Source text Start Marker

San Francisco—Patients with ST-elevation myocardial infarction (STEMI) treated at community hospitals or in ambulances had similar results whether they underwent percutaneous coronary intervention (PCI) or received a pharmaco-invasive treatment regimen, according to an open-label, prospective, randomized trial.

The primary end point, a composite of all cause death or shock or congestive heart failure or reinfarction up to day 30 after randomization, occurred in 12.4% of patients in the tenecteplase plus enoxaparin, clopidogrel, and aspirin group compared with 14.3% of patients in the PCI group (relative risk, 0.86; 95% confidence interval, 0.68-1.09; P=.24).

Frans Van de Werf, MD, PhD, the study’s lead author, said he could say with 95% confidence that the observed incidence in the pharmaco-invasive group would exclude a 9% relative excess compared with the PCI group. He presented the data in a late-breaking clinical trial session at the ACC meeting. Results were simultaneously published online in the New England Journal of Medicine [10.1056/NEJMoa1301092].

Boehringer Ingelheim, manufacturer of tenecteplase, funded the study. Dr. Van de Werf said the analysis was performed independent of Boehringer Ingelheim at the University of Leuven in Belgium, where he is a professor of cardiology.

In the STREAM [Strategic Reperfusion Early After Myocardial Infarction] trial, 1892 patients were randomized at 99 sites in 15 countries in a 1:1 ratio to undergo primary PCI or to the pharmaco-invasive group, which received tenecteplase plus enoxaparin, clopidogrel, and aspirin. When patients arrived at a hospital with a catheter laboratory, they underwent an electrocardiogram examination. If there was evidence of resolution, patients could not undergo an immediate catheterization; it had to be scheduled 6 to 24 hours after randomization.  

The first patient enrolled in the trial on March 19, 2008, and the study ran through September 7, 2012. Approximately 81% of patients were randomized in ambulance systems, and the remaining 19% were in community hospitals. Of the patients, 751 were from France, followed by Russia (327), Spain (167), Serbia (134), and Canada (92). There were no patients from the United States.

Source text End Marker

* What you need to do:
A – From the STEMI trial report, list each country the report names as a source of enrolled patients, along with the number of patients it gives for each.
B – Continue the report on the STEMI treatment trial from the point where it stops.

Information supplied Start Marker

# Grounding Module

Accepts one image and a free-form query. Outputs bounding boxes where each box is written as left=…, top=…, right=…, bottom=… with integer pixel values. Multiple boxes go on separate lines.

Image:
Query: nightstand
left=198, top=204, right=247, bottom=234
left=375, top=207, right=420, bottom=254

Information supplied End Marker

* Results of the exercise:
A – France (751), Russia (327), Spain (167), Serbia (134), Canada (92)

B –
Patients were included if they had STEMI with at least 2-mm ST-elevation in 2 contiguous leads presenting within 3 hours of symptom onset and were unable to undergo primary PCI within 1 hour. The groups were well balanced. The mean age was approximately 60 years, 79% were males, and 10% had previous MI. The only statistically significant difference was that more patients in the PCI group had a history of congestive heart failure.

Dr. Van de Werf said it took approximately 1 hour between symptom onset and the first medical contact, either in the ambulance or hospital. It took another 30 minutes for patients to be randomized.

There were also no significant differences in the individual components of the primary end point. The incidence of all cause death was 4.6% in the pharmaco-invasive group and 4.4% in the PCI group (P=.88), while cardiac death occurred in 3.3% and 3.4% of the patients, respectively (P=.92). In addition, congestive heart failure occurred in 6.1% of patients in the pharmaco-invasive group and 7.8% of the PCI group (P=.18), cardiogenic shock occurred in 4.4% of patients in the pharmaco-invasive group and 5.9% of the PCI group, and reinfarction occurred in 2.5% of patients in the pharmaco-invasive group and 2.2% of the PCI group (P=.74).